Task data
-------------------------

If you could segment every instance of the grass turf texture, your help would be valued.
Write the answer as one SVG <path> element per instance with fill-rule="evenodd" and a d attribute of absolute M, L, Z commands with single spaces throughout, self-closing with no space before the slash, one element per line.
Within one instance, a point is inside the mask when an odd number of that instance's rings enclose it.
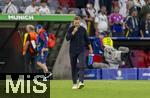
<path fill-rule="evenodd" d="M 86 80 L 72 90 L 71 80 L 50 81 L 50 98 L 150 98 L 150 81 Z"/>

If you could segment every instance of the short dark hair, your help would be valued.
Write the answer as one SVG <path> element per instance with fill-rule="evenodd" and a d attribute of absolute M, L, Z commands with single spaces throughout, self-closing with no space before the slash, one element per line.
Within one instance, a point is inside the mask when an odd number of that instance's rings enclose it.
<path fill-rule="evenodd" d="M 74 20 L 81 20 L 79 16 L 75 16 Z"/>
<path fill-rule="evenodd" d="M 48 0 L 41 0 L 41 3 L 47 3 Z"/>
<path fill-rule="evenodd" d="M 134 11 L 138 11 L 136 6 L 130 8 L 130 14 L 132 14 Z"/>

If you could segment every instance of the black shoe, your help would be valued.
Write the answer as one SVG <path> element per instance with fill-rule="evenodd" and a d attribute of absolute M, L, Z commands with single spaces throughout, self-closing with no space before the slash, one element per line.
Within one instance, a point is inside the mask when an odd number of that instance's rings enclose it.
<path fill-rule="evenodd" d="M 51 78 L 52 75 L 53 74 L 51 72 L 49 72 L 49 73 L 45 74 L 45 77 L 48 79 L 48 78 Z"/>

-------------------------

Assignment
Repeat, with no pictures, every line from the top of the entries above through the line that has "If you could segment every instance of the short", keeping each one exact.

Task answer
If you could segment every instance of the grass turf texture, your help would be valued.
Write the answer as one SVG <path> element per instance with fill-rule="evenodd" and a d attribute of absolute M, L, Z commands with single spaces throughout, self-closing with no space before the slash, one element per line.
Within one instance, a point is inside the mask when an odd number of that instance's rings enclose it.
<path fill-rule="evenodd" d="M 86 80 L 72 90 L 71 80 L 50 81 L 50 98 L 150 98 L 150 81 Z"/>

If you could segment every instance of the short dark hair, your help would be valued.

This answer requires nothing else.